## EXTRACT PROVIDED:

>> BEGIN

MILAN - Benito 'Veleno' Lorenzi passed away today, just before his beloved Inter took to the pitch for a victory over Livorno that he would have been pleased with. He was 81.
When 'Veleno' (literally 'poison') played, news would become literature. Like his second Serie A match for Inter, against Juventus in the summer of 1947.
Born on 20 December 1925 in the Tuscan town of Buggiano, near Pistoia, Lorenzi joined Inter from Empoli. Benito was one of three children of a tailor father and a grocery shop assistant mother, the first person to call him 'Veleno'.
A furiously talented penalty-area striker; thin, gritty, cunning, predatory, powerful and as quick as lightning, Benito Lorenzi was all this and more. Scoring was his job, and when he ended his Inter career he had scored 143 goals in 314 matches, during which time he won back-to-back Scudettos with Alfredo Foni's team, in 1952/53 and 1953/54. At international level Lorenzi scored 4 goals in 14 appearances for the Azzurri, and in typical style was also the protagonist of an argument with Brazilian referee Viana at the 1954 World Cup in Switzerland. For Nerazzurri fans, Lorenzi was their new hero after Giuseppe Meazza.

>> END

Point annotation records
>> BEGIN

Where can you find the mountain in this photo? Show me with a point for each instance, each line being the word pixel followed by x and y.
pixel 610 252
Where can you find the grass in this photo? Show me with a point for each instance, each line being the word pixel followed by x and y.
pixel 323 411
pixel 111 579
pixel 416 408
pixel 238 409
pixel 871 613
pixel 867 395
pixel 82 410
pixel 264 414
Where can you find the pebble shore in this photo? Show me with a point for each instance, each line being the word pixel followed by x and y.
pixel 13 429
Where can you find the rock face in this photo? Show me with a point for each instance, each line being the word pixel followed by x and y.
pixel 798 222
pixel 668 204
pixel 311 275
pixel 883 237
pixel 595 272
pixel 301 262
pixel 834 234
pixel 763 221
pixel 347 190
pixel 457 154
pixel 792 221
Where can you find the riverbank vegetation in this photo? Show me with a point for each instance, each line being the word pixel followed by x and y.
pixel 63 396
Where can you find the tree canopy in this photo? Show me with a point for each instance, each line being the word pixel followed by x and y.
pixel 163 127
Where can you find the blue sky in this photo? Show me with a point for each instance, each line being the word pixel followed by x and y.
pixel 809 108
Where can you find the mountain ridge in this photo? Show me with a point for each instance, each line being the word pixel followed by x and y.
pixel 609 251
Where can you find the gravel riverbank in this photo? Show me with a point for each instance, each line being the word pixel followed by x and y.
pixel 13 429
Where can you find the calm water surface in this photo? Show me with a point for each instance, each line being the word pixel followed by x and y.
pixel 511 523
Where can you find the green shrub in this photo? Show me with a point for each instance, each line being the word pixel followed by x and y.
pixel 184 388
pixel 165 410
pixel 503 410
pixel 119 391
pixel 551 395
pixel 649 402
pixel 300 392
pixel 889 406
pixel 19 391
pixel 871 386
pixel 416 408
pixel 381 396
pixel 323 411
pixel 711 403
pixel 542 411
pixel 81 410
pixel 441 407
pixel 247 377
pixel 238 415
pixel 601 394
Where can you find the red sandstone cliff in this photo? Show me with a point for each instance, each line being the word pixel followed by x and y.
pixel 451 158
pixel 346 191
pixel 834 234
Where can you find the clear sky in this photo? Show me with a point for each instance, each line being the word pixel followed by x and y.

>> END

## DIRECTIONS:
1 > Using the Lorenzi obituary, decide whether each statement agrees with the text, answering yes or no and quoting the words that settle it: (a) Lorenzi came to Inter from Empoli. (b) Lorenzi's father worked as a grocery shop assistant. (c) Lorenzi scored 4 goals in 14 appearances for the Azzurri.
2 > List every football club that the Lorenzi obituary mentions by name.

## RESULTS IN ORDER:
1 >
(a) Yes: "Lorenzi joined Inter from Empoli."
(b) No: "a tailor father and a grocery shop assistant mother"
(c) Yes: "Lorenzi scored 4 goals in 14 appearances for the Azzurri"

2 > Inter, Livorno, Juventus, Empoli